__DIRECTIONS FOR THIS TASK__
What lines of the data below hold the string "pull"? Copy each one out.

Start of RECORD EXCERPTS

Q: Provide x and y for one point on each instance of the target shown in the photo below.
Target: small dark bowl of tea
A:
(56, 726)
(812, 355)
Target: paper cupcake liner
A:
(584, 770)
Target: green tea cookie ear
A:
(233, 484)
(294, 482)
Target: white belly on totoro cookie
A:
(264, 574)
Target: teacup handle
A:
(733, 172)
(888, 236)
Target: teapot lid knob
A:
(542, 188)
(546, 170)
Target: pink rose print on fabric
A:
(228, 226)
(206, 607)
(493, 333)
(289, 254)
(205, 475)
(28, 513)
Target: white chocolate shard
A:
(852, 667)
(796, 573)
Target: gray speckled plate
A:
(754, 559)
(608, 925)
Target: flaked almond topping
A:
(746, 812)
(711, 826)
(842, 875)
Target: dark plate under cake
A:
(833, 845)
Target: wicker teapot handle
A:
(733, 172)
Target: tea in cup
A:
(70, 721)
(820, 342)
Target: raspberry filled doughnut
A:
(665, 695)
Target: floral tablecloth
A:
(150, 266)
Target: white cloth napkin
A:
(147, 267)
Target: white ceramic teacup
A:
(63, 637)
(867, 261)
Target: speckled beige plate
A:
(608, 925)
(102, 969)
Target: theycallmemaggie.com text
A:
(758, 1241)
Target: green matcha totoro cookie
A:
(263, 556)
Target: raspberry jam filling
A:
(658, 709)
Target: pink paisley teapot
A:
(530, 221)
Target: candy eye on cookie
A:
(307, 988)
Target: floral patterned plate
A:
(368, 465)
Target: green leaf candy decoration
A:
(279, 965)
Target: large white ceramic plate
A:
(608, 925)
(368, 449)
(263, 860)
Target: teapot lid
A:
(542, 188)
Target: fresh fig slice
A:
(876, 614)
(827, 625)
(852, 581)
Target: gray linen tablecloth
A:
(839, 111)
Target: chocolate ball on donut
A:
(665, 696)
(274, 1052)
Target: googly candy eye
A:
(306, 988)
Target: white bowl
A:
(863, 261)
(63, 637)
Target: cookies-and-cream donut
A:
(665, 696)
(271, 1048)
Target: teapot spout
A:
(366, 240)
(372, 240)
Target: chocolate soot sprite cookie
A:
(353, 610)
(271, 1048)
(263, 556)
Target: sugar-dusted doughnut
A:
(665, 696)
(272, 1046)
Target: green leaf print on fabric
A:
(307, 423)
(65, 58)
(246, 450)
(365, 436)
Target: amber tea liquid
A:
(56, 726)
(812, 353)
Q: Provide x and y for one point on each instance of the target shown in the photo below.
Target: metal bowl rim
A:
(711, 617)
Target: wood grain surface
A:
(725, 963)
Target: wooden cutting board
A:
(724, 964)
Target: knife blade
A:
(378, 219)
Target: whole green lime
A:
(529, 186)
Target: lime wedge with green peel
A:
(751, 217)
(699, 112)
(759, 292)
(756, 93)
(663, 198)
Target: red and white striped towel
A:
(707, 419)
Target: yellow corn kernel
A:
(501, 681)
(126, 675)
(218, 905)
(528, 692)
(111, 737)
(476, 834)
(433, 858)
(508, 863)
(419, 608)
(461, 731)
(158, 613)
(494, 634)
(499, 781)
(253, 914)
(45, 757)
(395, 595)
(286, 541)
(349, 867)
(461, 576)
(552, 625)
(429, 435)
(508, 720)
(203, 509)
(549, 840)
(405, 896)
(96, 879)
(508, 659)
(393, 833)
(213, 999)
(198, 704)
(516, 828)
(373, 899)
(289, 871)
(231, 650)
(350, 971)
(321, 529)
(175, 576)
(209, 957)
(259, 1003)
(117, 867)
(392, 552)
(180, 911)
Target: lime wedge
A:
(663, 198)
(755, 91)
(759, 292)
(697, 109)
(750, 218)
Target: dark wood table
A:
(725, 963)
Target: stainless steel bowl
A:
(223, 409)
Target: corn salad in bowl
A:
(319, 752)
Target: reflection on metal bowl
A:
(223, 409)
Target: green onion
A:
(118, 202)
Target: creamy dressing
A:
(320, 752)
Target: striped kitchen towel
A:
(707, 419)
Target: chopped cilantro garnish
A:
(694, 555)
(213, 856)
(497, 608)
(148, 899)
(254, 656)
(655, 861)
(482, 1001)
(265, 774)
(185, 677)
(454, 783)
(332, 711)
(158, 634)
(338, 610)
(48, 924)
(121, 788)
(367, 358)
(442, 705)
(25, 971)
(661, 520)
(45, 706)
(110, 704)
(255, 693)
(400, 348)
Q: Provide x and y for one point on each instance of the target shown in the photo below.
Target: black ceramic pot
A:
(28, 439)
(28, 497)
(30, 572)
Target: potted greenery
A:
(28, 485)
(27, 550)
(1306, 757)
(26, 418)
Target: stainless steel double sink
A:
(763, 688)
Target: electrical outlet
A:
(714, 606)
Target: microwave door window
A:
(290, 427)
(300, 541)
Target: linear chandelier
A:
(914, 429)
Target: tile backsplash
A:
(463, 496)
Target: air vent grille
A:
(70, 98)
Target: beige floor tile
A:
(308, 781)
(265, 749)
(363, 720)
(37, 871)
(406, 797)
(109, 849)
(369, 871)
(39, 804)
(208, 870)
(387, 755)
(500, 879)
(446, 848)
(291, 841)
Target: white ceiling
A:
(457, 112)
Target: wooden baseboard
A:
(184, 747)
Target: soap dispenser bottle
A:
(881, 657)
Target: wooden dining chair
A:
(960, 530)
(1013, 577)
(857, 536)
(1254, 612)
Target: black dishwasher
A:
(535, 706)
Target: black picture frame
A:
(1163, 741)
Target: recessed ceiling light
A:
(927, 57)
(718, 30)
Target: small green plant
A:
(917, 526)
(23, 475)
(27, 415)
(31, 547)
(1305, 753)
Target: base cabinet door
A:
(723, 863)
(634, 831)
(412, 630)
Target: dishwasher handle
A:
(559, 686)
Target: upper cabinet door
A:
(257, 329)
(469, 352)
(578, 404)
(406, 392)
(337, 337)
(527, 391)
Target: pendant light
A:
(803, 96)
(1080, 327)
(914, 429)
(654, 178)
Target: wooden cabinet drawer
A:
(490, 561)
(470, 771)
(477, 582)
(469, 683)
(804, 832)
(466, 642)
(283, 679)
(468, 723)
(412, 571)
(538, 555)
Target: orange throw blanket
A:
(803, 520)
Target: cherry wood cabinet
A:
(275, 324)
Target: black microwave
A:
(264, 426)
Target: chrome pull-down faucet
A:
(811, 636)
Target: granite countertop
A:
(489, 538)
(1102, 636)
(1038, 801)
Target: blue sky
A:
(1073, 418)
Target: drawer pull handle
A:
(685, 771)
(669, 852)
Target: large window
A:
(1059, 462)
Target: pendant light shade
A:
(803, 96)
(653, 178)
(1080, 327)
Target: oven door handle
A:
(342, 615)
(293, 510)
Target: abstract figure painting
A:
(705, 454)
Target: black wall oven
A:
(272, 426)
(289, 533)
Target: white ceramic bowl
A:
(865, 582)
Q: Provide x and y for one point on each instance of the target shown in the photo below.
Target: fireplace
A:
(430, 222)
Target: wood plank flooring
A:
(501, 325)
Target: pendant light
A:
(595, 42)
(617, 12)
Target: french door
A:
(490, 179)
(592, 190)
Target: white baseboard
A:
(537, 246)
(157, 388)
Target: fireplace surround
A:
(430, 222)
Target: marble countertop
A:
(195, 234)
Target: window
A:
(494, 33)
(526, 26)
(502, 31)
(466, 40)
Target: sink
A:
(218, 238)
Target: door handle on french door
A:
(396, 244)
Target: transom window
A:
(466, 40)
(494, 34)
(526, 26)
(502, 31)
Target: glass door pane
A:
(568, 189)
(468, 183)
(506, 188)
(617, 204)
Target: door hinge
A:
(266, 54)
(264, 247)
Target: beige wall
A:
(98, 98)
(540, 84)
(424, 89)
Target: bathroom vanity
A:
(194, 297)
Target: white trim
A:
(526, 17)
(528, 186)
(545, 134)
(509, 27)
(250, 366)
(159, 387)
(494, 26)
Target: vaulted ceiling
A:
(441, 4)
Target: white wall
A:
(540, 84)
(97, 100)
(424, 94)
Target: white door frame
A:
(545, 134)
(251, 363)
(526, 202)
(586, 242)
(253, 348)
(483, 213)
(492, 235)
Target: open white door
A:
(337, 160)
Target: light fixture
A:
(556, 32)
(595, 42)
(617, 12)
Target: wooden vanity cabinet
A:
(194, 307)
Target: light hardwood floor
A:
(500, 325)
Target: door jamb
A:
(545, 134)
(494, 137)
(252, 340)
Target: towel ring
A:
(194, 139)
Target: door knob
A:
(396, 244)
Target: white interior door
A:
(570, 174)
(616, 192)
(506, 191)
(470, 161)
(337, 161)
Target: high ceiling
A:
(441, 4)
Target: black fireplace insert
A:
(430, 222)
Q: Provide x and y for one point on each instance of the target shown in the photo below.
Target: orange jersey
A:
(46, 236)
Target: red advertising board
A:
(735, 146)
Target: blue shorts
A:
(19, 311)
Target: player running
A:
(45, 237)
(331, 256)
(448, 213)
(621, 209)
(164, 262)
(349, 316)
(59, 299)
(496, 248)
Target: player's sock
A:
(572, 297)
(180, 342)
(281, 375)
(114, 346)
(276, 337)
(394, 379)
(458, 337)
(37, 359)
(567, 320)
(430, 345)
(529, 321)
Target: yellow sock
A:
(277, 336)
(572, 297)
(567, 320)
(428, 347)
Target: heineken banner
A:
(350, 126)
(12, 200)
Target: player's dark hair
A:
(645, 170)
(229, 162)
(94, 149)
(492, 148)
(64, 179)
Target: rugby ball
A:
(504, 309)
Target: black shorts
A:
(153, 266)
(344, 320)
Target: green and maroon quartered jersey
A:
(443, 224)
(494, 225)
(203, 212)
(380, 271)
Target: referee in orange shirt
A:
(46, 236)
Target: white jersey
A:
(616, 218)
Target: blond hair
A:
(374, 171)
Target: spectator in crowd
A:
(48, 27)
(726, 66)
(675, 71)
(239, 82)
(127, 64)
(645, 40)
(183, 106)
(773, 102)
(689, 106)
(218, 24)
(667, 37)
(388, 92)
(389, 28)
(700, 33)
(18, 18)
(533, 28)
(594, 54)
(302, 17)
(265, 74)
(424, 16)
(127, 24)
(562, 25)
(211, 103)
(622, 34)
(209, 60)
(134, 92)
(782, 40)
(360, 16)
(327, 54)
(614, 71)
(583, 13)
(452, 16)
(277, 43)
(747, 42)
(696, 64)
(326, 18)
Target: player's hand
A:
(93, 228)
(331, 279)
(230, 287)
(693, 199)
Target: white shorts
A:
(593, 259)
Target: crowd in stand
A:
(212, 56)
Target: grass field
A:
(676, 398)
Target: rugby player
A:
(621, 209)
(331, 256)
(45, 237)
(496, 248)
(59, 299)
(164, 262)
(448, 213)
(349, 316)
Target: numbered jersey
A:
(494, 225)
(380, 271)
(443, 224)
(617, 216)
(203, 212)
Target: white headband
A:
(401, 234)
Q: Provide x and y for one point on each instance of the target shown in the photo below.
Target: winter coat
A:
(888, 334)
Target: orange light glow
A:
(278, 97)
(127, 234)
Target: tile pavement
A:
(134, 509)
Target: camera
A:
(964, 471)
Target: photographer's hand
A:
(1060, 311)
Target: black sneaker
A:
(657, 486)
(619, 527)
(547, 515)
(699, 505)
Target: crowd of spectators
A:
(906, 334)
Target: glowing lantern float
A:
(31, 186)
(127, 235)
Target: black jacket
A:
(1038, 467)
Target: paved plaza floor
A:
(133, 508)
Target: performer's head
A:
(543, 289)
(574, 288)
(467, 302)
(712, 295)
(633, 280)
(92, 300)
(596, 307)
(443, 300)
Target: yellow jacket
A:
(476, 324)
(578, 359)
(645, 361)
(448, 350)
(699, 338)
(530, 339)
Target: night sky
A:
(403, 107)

End of RECORD EXCERPTS

__FINISHED EXERCISE__
Target: chrome pull-down faucet
Target: drawer pull handle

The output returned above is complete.